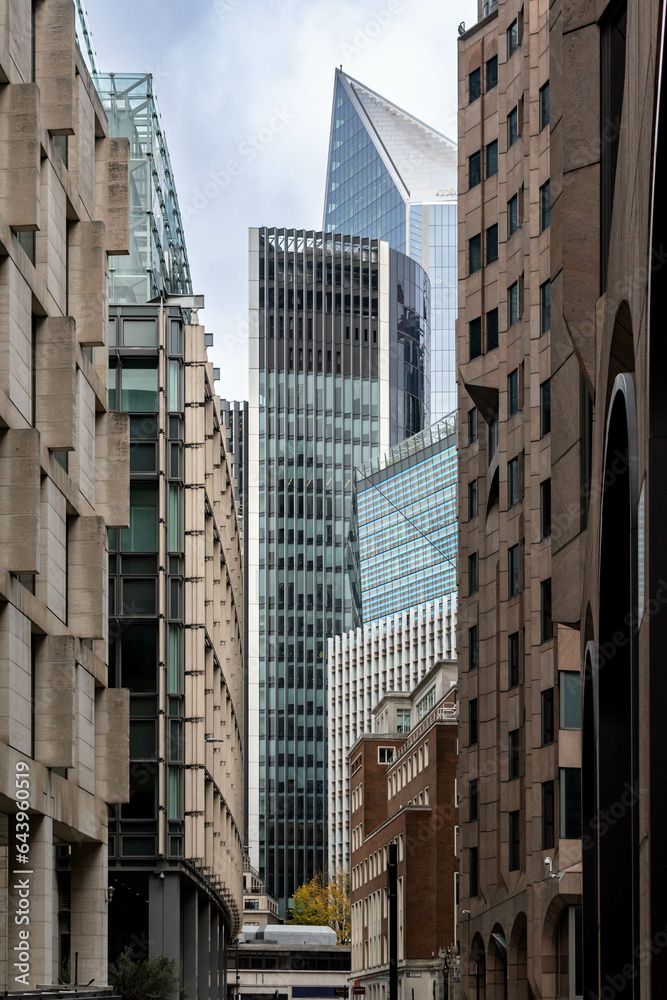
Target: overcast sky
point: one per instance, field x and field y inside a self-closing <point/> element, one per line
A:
<point x="250" y="82"/>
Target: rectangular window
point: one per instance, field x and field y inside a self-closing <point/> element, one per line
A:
<point x="475" y="253"/>
<point x="492" y="330"/>
<point x="545" y="508"/>
<point x="491" y="73"/>
<point x="570" y="803"/>
<point x="545" y="206"/>
<point x="548" y="733"/>
<point x="570" y="699"/>
<point x="472" y="499"/>
<point x="475" y="334"/>
<point x="473" y="801"/>
<point x="513" y="660"/>
<point x="548" y="815"/>
<point x="544" y="106"/>
<point x="512" y="215"/>
<point x="473" y="647"/>
<point x="473" y="584"/>
<point x="492" y="159"/>
<point x="472" y="425"/>
<point x="492" y="244"/>
<point x="474" y="84"/>
<point x="512" y="304"/>
<point x="545" y="408"/>
<point x="513" y="571"/>
<point x="545" y="307"/>
<point x="513" y="482"/>
<point x="474" y="170"/>
<point x="515" y="841"/>
<point x="513" y="392"/>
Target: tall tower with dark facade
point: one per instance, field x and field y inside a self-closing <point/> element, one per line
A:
<point x="339" y="351"/>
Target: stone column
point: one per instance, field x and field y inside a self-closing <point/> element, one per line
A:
<point x="89" y="912"/>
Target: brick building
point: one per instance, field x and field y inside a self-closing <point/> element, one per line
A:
<point x="402" y="791"/>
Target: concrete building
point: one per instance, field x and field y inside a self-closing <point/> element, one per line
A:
<point x="64" y="478"/>
<point x="392" y="654"/>
<point x="289" y="962"/>
<point x="403" y="792"/>
<point x="339" y="342"/>
<point x="520" y="749"/>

◆ **Work to do**
Rewrite the records from the line that contains "Target: concrete building" through the end of the records, keeping the request lines, and shift every x and y point coordinate in the answers up by 35.

◆ **The completed task**
Target: concrete building
point: one per instance, field x and field y inside a self-closing <point/> element, one per line
A:
<point x="99" y="513"/>
<point x="427" y="689"/>
<point x="324" y="997"/>
<point x="438" y="827"/>
<point x="374" y="377"/>
<point x="555" y="784"/>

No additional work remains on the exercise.